#### [To be done]
Reproduce the data below with every "puff pastry" switched to "croissant dough" and all else unchanged. Omit the pictures.

#### [The data]
--- BEGIN ---
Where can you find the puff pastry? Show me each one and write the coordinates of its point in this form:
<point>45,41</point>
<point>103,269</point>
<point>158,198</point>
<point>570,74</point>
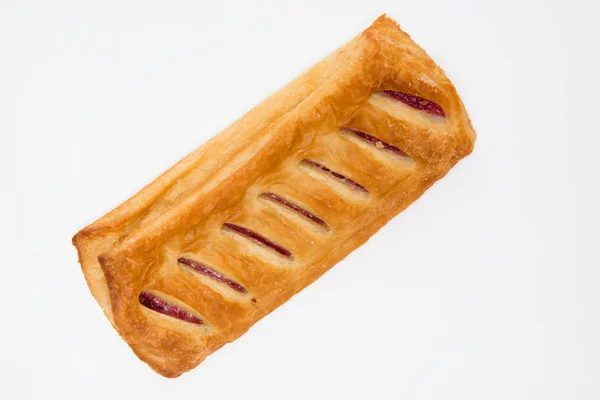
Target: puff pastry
--- END ---
#### [Output below]
Where can you find the croissant dough? Show me each one and write the coordinates of its point in this form:
<point>45,41</point>
<point>103,269</point>
<point>158,198</point>
<point>570,74</point>
Target: croissant dough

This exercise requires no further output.